Please rewrite the rows below with "pointer" swapped for "locator", keeping everything else the same and leaving out the pictures.

# start of Data excerpts

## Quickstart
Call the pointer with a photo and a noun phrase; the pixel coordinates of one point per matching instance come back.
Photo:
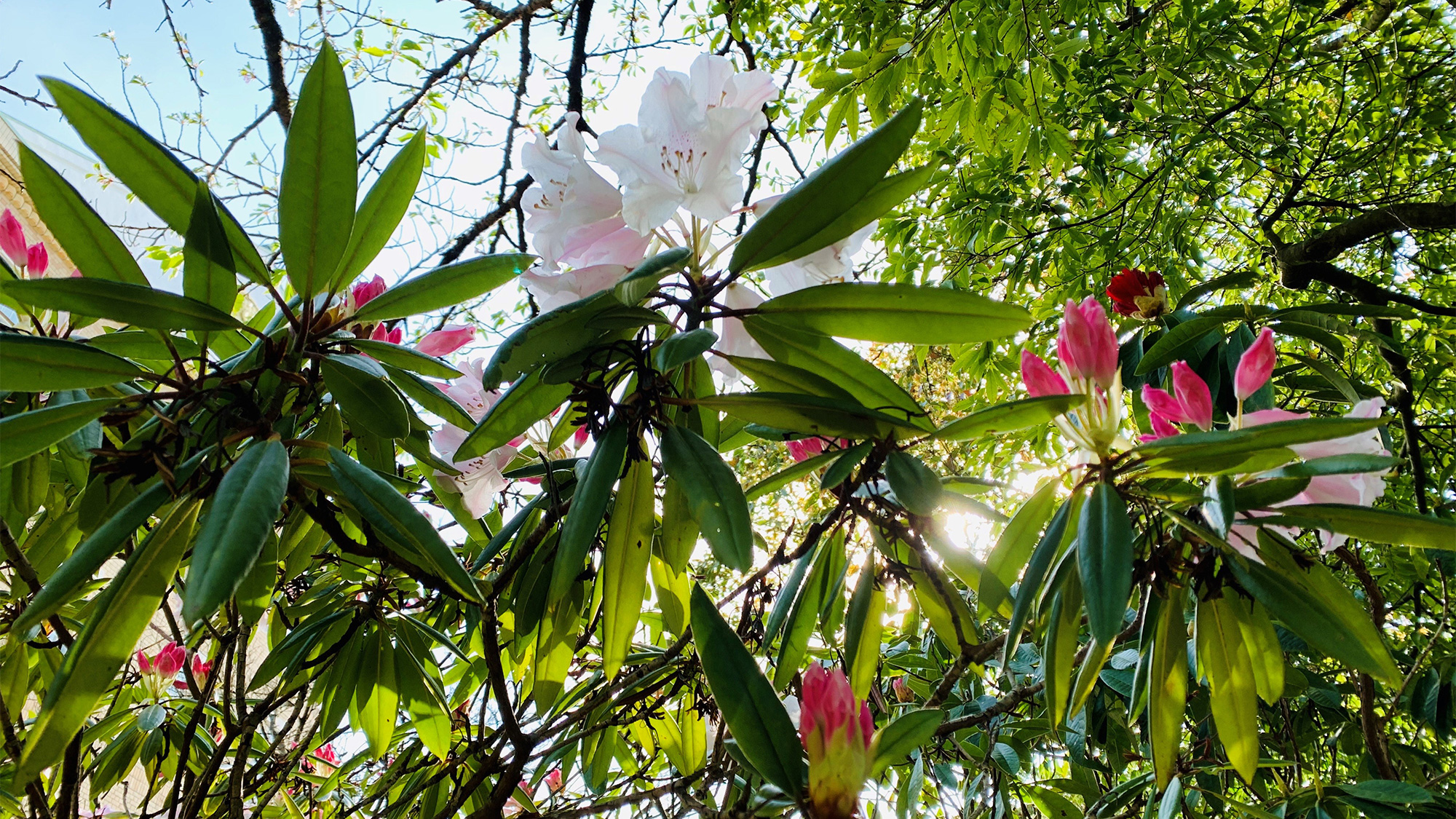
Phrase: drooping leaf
(117, 621)
(624, 564)
(117, 301)
(34, 363)
(95, 250)
(1010, 417)
(753, 713)
(1106, 560)
(898, 314)
(382, 210)
(445, 286)
(238, 522)
(320, 177)
(714, 496)
(826, 194)
(27, 433)
(903, 736)
(359, 387)
(401, 522)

# end of Data excerpts

• _Result below_:
## Quickstart
Call the locator with a photo and a noun phrase; the pixel coordinates of one point per matching instance come back.
Photo:
Phrase: drooping leaf
(117, 621)
(624, 564)
(117, 301)
(34, 363)
(95, 250)
(1010, 417)
(753, 713)
(1106, 560)
(898, 314)
(382, 210)
(445, 286)
(238, 522)
(320, 177)
(714, 496)
(826, 194)
(27, 433)
(903, 736)
(359, 387)
(401, 522)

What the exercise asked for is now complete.